TASK PROMPT. Return every line below as is, leaving out the pictures.
***** RECORDS SHOWN *****
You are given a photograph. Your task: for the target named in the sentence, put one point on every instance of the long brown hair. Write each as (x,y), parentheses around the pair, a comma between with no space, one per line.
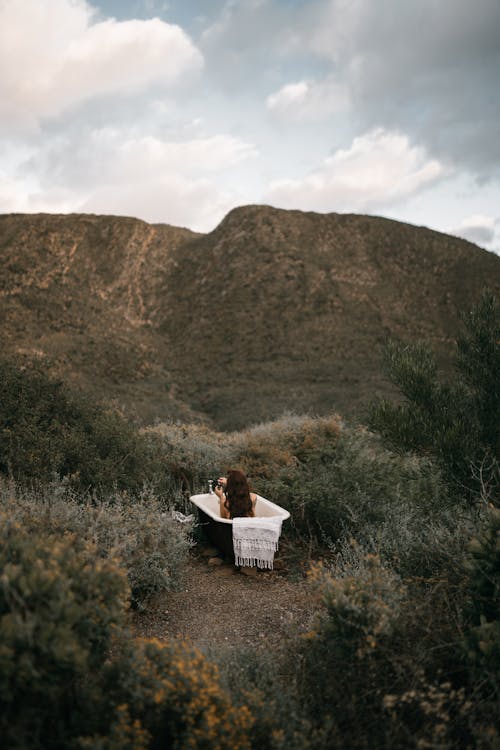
(238,501)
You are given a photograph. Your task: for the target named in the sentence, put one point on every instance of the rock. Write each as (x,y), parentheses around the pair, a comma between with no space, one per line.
(250,572)
(209,552)
(215,561)
(226,571)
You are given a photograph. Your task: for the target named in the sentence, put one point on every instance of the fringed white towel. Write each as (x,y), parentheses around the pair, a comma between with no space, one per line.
(255,540)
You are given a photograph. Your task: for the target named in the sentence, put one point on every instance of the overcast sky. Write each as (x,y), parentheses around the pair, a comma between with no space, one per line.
(178,111)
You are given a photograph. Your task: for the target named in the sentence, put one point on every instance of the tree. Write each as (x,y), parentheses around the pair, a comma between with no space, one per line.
(455,421)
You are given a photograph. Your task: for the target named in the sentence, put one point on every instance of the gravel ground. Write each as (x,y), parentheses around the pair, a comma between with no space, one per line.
(221,606)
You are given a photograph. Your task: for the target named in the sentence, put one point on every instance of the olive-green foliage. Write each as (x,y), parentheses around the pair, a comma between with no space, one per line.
(266,681)
(45,429)
(192,454)
(71,675)
(138,530)
(383,666)
(178,696)
(458,421)
(59,605)
(483,636)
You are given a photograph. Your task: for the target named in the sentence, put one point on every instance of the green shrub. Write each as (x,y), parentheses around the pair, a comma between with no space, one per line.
(457,422)
(139,531)
(483,635)
(59,607)
(71,676)
(177,695)
(192,454)
(45,429)
(344,661)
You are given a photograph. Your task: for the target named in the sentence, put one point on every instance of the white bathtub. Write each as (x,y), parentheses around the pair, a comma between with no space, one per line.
(219,530)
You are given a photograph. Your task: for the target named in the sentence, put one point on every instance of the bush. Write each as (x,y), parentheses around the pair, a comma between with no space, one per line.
(178,697)
(72,677)
(59,607)
(192,454)
(45,429)
(139,530)
(483,636)
(457,422)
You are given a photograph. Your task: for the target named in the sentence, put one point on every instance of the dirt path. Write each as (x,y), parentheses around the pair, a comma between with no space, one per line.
(218,605)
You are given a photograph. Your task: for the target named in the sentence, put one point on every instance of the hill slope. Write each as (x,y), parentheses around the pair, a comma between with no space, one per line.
(272,310)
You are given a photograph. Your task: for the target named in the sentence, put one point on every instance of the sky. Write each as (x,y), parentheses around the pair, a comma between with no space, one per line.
(177,111)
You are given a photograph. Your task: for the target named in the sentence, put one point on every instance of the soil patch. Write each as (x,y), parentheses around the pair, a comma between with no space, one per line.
(221,606)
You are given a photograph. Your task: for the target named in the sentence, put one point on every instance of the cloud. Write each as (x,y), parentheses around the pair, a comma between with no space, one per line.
(55,54)
(379,168)
(428,69)
(308,100)
(112,170)
(477,228)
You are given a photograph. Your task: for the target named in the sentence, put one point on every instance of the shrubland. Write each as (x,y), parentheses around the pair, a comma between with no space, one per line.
(397,524)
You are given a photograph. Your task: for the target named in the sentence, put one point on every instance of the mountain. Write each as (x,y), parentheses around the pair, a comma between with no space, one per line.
(274,310)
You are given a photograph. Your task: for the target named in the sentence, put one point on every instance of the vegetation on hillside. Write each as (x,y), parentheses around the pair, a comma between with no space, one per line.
(456,421)
(399,530)
(47,430)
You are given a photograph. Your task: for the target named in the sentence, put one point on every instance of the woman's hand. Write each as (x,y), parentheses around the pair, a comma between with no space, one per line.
(220,487)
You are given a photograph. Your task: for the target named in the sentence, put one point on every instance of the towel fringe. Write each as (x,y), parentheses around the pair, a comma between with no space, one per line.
(253,562)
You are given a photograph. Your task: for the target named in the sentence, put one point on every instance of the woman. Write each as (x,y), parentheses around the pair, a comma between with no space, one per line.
(235,498)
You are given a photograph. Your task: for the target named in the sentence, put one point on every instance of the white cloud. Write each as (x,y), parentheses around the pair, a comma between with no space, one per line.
(53,55)
(308,100)
(115,171)
(199,204)
(477,228)
(379,167)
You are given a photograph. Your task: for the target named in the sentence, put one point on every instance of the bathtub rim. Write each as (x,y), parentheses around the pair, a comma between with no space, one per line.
(280,512)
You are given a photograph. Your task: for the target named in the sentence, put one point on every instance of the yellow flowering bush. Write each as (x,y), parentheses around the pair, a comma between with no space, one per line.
(60,606)
(178,695)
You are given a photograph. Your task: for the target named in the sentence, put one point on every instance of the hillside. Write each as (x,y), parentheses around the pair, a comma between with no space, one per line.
(273,310)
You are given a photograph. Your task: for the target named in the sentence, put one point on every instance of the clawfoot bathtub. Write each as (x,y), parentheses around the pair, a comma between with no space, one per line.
(220,530)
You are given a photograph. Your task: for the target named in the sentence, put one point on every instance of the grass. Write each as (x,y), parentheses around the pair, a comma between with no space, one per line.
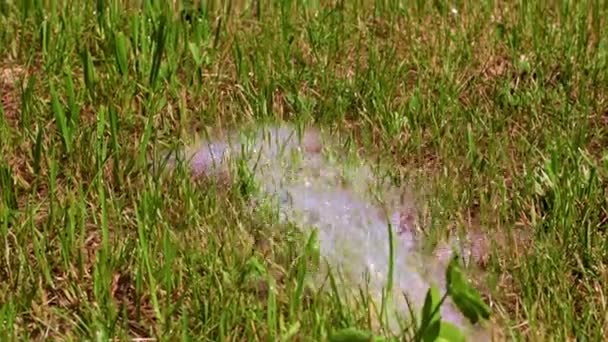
(499,108)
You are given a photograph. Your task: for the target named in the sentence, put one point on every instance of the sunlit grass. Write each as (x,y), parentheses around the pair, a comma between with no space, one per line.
(496,111)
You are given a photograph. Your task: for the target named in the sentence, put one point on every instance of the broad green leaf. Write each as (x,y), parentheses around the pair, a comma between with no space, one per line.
(466,298)
(430,315)
(351,335)
(449,333)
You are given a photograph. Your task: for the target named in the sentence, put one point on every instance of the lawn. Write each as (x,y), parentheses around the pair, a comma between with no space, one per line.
(497,111)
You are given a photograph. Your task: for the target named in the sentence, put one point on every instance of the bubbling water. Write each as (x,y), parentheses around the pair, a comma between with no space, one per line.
(335,197)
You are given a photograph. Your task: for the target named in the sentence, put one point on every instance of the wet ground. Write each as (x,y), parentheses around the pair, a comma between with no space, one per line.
(348,204)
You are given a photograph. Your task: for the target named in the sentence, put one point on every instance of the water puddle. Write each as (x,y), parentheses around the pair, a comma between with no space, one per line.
(344,199)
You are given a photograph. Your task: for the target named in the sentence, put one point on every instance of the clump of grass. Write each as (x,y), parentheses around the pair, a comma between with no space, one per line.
(498,109)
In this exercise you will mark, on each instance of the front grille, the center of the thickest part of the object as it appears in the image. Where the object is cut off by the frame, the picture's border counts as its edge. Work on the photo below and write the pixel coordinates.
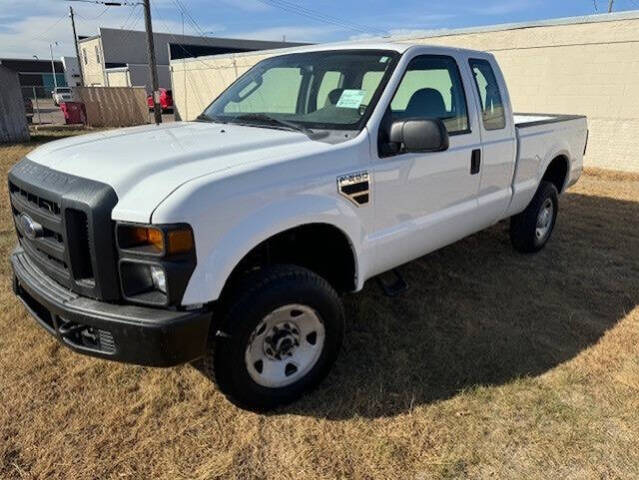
(73, 242)
(79, 246)
(49, 250)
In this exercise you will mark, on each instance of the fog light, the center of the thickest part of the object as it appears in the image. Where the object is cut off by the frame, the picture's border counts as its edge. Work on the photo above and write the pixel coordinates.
(159, 278)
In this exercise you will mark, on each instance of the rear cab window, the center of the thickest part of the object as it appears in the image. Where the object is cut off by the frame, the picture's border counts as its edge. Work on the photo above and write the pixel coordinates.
(432, 87)
(492, 106)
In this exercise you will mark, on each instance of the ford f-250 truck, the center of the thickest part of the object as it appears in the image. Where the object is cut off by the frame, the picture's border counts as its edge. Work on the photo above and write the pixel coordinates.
(229, 239)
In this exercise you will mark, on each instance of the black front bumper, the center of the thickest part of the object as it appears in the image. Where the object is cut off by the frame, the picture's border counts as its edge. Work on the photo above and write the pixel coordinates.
(126, 333)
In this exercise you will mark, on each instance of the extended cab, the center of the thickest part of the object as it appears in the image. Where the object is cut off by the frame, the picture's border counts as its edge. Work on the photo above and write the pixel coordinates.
(229, 239)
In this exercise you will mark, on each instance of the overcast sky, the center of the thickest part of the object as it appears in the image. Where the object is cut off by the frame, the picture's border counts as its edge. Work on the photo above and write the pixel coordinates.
*****
YOUR SOLUTION.
You are given a photograph. Your task: for the target named in the sentence, put one point on every instance of the long brown hair. Write each as (x,y), parentheses around the pair, a comma between with no space, one per line.
(238,501)
You are given a photograph. Your task: for the target named in the sentence, put one point on every instance of the rock. Write each as (x,y), parentheses around the pair, a comma between with no space, one per line.
(250,572)
(209,552)
(215,561)
(226,571)
You are given a photograph. Your task: for the target named in the sentence, put one point on every instance of the fringed white towel. Write each as (x,y), parentheses around the pair, a comma between with no space, one per line.
(255,540)
You are given a photograph. Your task: for the target named in the sentence, put one point on every instance of the overcast sky. Write each as (x,y), parentheses around the pair, a comma between with no space, one per line.
(178,111)
You are given a photograph. Your task: for the target named in the sentence, put one point on every instance of the tree. Write each as (x,y), parentheses around the pair, a comma between with no space, one per line.
(455,421)
You are given a photograph. Your task: for the target named in the sentence, put one point on every instance of the gravel ground. Write each as (x,y), parentheses around the pair, a comma between with no space, one per line.
(221,606)
You are given a photograph. Your task: for the target named in the sentence, put one point on every instance of the olive-green foliage. Write each as (x,y), parentheses around the pair, a comma between with no space, one per line.
(266,681)
(45,429)
(192,454)
(71,675)
(138,530)
(383,666)
(178,696)
(458,421)
(59,605)
(483,636)
You are given a photograph. Your task: for the target named in the sentence, put one point on every instance of the green shrub. Write each as (x,y), parentheses around the pair, a comma between with no space, one per line.
(457,422)
(139,531)
(483,635)
(59,607)
(71,676)
(177,695)
(192,454)
(45,429)
(344,661)
You are given a photograph. Your task: for the target named in the sentence, put one point on every instance of the white bathtub. Write each as (x,y), parentheses around the pair, a comma between with no space, one per line.
(219,530)
You are given a photograph. Your task: for the target named in the sentence, put one point on every instance of the bush. Write each as (x,y), parentheses around the pair, a comma between with no space, one per line.
(178,697)
(72,677)
(59,607)
(192,454)
(45,429)
(139,530)
(483,636)
(457,422)
You are given a photograph. Your task: for the target named in the sentence, put one point on every instance of the dirt path. Write each as (x,y), parentheses around the pair, a comma between with no space, one per line.
(218,605)
You are given a photograph. Your task: for the target named in the sentence, put one point on every instance of the hill slope. Write each as (x,y), parentheses around the pair, a comma between with no space, one per line.
(272,310)
You are given a photograph. Your task: for the target named in the sentence, put one point on every instance of the sky. Write each as (x,y), parentheses around the pair, a comma between with no space, one per line.
(177,111)
You are given a photograph. Your task: for the target named in the sentence, put one point on every instance of the soil patch. Write each as (x,y), parentheses around the pair, a comma between with no space, one per line.
(221,606)
You are given a photograph. Your task: for the target named in the sentence, put one point on every instance of the cloud. Write each as (x,y), parentheses around the pair, a comma between with no space, one per line.
(55,54)
(379,168)
(428,69)
(308,100)
(112,170)
(477,228)
You are given a photograph. Your task: for the target named in the sentence, put one point on every instance of the shrubland. Write each as (x,y), parentheses around the pair, a comma between with no space, one per line.
(397,524)
You are given a photograph. Your task: for the target named in the sentence, put one point on every instance of the mountain. Write each as (x,y), parentheses around the pair, a comma between with no space, one per line.
(274,310)
You are given a photograph. Your task: for the target named in the sentence, put one point on every instance of the vegetation on hillside. Write each as (x,y), parentheses around the pair, a comma between with no space, one per line.
(456,421)
(399,530)
(47,430)
You are given a photograph. Your task: for the target named in the sentence, put one point on every instance of the woman's hand. Write each as (x,y), parentheses around the pair, a comma between with no space, one per line.
(220,487)
You are given a photograph. Your task: for the target named in the sentence, put one point on every instance of the towel fringe. Write each as (x,y), parentheses around the pair, a comma between with no space, one per line.
(253,562)
You are given a photograph. Your task: for the target named in the sentence, put one point on every instance of the woman. Write each as (x,y), parentheses around the pair, a comma between with no space, one per line.
(235,498)
You are given a photograph. Your task: for the target named in the sentence, put one point on every instance of the white cloud. Write each as (x,y), parentheses around the pair, a comma between with no space, one per line.
(53,55)
(308,100)
(115,171)
(199,204)
(477,228)
(379,167)
You are given a photograph. Your task: for the target named in the sentence, put one point on every instance of the bathtub rim. Write each as (x,y), parentheses around the pair, a comma between with no space, one per line.
(280,512)
You are given a photograph. Your task: for the target named in the sentence, put one point on every instance of the yellow flowering bush. Write each as (x,y), parentheses around the pair, a comma between with no space, one per line.
(60,606)
(178,695)
You are given a photograph. Your task: for the target named in the sentence, put one point on every instance of the hillside. Write each as (x,y), parentheses around the pair, a comma between with no space, one per line.
(273,310)
You are given a photograph. Your task: for the target named in the sentence, put one point on every instance of the clawfoot bathtub. Write each as (x,y), parentheses around the pair, a comma between with no space, one per line.
(220,530)
You are given a photograph. Your task: for the target named in the sentence, put one point on every instance of the grass. Write each as (x,y), parentheses around the pair, a comma between with no space, one per line.
(499,108)
You are given a photograph. Your task: for the target named in the sentence, put one point on every instance of the sunlit grass. Write each as (x,y), parentheses around the pair, a comma between with no space, one per line.
(496,111)
You are given a photograph. Your task: for the target named in the sentence, put one point on every instance of the broad green leaf. Write each as (x,y), parentheses around the pair, a comma between with no space, one per line.
(466,298)
(430,315)
(351,335)
(449,333)
You are given a photograph. Your task: for the target named in the sentence, put one point on every instance of the lawn. Write each as (x,y), parentheses around the pair, a comma between with no space, one per line.
(497,111)
You are given a photograph. Your task: for the target named in the sentence, put one point on every instance of the bubbling water. Write each as (x,y), parentheses around the pair, a comma between with no space, one per line.
(335,197)
You are given a photograph. Your task: for the target named in the sentence, put one point on every instance of the wet ground. Write each as (x,y), parentheses around the pair, a comma between with no space, one per line.
(348,204)
You are given a photograph. Your task: for the target named in the sentence, put one point on every instance of the water puddle. Write each as (x,y), parentheses around the pair, a comma between with no space, one per line.
(344,199)
You are given a photograph. Your task: for the target named in the sentence, put one point on every instance of the clump of grass. Write each as (x,y), parentheses around the pair, a comma between with no space, one per line.
(498,109)
In this exercise you will mark, on each instance of the front grille, the center of the thickest part of the object as it appears in the image. Where the object is cut off by the frame, the picture's border counts as its edge. Work on the photo below and write the pixel coordinates.
(73, 242)
(79, 246)
(49, 250)
In this exercise you will mark, on each instance of the fog light, the center of the thickest part of the object as it appears in the image. Where the object is cut off by the frame, the picture's border counts as its edge. Work on the photo above and write the pixel coordinates.
(159, 278)
In this exercise you will mark, on each instance of the rear cab window, the center of the thickest part of the object as it appears in the image. Where the object is cut off by the frame, the picture's border counts as its edge. Work on the photo above and write the pixel coordinates.
(432, 87)
(492, 106)
In this exercise you will mark, on each instance of the ford f-250 truck, the center of the thickest part of the object as it appears in the image. Where the object is cut off by the frame, the picture's border counts as its edge. Work on the photo above and write the pixel coordinates.
(229, 239)
In this exercise you will mark, on each instance of the black front bumper, the center of the thickest part of the object as it appears in the image. Where the object is cut off by the frame, the picture's border counts as its edge. Work on the photo above and write the pixel coordinates.
(126, 333)
In this exercise you will mark, on each instance of the extended cab, the center of the thickest part of the object as it appears in the image. Where the object is cut off by the frame, the picture's border counts as its edge. Work on the photo above and write the pixel coordinates.
(229, 239)
In this exercise you will mark, on each instance of the overcast sky, the center of the thickest part of the object as it appears in the image. Where the object is cut off by the frame, the picture's border counts as its edge. Work on the photo above and write the pixel coordinates.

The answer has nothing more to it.